§ **Task prompt**
Everything from the line containing "Target: palm tree" through the line containing "Target: stone carving detail" in the listing below should be copied exactly, and nothing more.

§ **The data**
*** Begin section ***
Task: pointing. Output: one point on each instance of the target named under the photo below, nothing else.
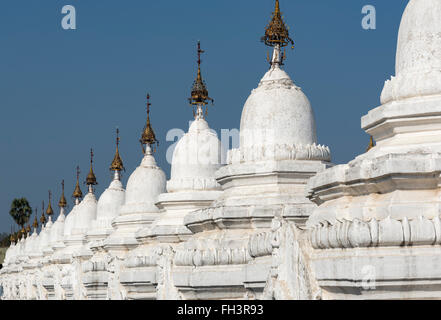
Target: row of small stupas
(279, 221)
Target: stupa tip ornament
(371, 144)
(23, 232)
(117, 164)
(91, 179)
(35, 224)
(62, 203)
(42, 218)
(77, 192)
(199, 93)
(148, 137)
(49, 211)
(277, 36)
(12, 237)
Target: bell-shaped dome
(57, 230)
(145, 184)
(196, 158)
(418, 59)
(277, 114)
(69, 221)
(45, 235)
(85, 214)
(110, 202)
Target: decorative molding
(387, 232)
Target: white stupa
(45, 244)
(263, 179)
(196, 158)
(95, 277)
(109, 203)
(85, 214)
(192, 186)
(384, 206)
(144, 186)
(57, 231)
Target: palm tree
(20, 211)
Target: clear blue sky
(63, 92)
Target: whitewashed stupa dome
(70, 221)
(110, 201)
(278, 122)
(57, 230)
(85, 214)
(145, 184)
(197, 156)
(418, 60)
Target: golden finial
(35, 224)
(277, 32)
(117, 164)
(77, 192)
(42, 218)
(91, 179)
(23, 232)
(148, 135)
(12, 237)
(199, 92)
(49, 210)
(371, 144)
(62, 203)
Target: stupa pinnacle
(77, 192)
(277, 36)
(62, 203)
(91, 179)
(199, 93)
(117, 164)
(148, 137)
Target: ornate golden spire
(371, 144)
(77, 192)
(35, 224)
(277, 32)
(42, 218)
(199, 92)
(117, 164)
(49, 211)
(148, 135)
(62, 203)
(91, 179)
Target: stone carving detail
*** End section ***
*** Begin section ***
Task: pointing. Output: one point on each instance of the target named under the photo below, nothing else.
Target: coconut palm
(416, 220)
*** End section ***
§ **Answer below**
Target: palm tree
(20, 211)
Target: clear blue sky
(63, 92)
Target: whitewashed stupa dome
(70, 221)
(110, 201)
(278, 122)
(57, 230)
(85, 214)
(145, 184)
(197, 156)
(418, 60)
Target: golden finial
(35, 224)
(277, 32)
(117, 164)
(77, 192)
(42, 218)
(91, 179)
(23, 232)
(148, 135)
(12, 237)
(199, 92)
(49, 210)
(371, 144)
(62, 203)
Target: stupa pinnacle
(77, 192)
(277, 36)
(62, 203)
(91, 179)
(199, 93)
(117, 164)
(148, 137)
Target: ornate golden spire
(371, 144)
(77, 192)
(35, 224)
(277, 32)
(42, 218)
(199, 92)
(117, 164)
(49, 211)
(148, 135)
(62, 203)
(91, 179)
Target: stone carving detail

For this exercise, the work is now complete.